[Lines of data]

────────────────────

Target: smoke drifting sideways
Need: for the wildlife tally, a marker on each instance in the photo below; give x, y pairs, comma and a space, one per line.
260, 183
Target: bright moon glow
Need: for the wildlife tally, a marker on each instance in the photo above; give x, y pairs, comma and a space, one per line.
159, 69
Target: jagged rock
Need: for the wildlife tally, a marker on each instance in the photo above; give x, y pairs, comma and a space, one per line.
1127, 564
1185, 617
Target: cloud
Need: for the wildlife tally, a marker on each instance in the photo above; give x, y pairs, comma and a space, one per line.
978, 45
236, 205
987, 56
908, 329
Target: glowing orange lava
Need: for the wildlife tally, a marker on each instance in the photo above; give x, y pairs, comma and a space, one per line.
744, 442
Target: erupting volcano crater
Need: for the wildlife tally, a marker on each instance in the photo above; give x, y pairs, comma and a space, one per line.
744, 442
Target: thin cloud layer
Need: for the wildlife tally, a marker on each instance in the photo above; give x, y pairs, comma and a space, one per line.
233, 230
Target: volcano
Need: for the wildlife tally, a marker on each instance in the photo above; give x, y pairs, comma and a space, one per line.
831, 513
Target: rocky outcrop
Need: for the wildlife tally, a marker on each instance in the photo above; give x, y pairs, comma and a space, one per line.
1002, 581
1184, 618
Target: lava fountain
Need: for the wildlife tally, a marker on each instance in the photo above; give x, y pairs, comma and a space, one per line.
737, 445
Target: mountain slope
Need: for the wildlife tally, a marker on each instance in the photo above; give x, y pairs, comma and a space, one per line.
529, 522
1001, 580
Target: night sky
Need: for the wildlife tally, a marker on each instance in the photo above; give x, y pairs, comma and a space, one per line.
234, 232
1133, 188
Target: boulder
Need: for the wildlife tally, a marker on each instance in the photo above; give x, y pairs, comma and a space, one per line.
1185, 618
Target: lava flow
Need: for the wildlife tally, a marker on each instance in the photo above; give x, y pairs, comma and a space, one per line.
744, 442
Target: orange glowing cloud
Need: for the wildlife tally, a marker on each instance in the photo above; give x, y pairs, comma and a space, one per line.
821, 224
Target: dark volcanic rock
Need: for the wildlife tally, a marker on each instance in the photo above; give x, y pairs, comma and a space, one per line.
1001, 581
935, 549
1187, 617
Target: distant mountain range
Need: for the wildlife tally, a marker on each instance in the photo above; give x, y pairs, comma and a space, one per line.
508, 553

────────────────────

# [Stated task]
Rewrite the records from the line containing "Target: dark volcanic rock" through the end of the records, inclusive, substituting "animal count" for "wildlife tally" and leaving everything else unchanged.

# [Solution to this task]
Target: dark volcanic rock
Need: for the animal count, a marker on each instance in the photo above; give x, y pairs, comma and a space, one per line.
1001, 581
935, 549
1187, 617
Target: distant mountain range
Need: for the animal count, a marker on each instance in the photo above; give x, y pairs, comma and a space, one per line.
508, 553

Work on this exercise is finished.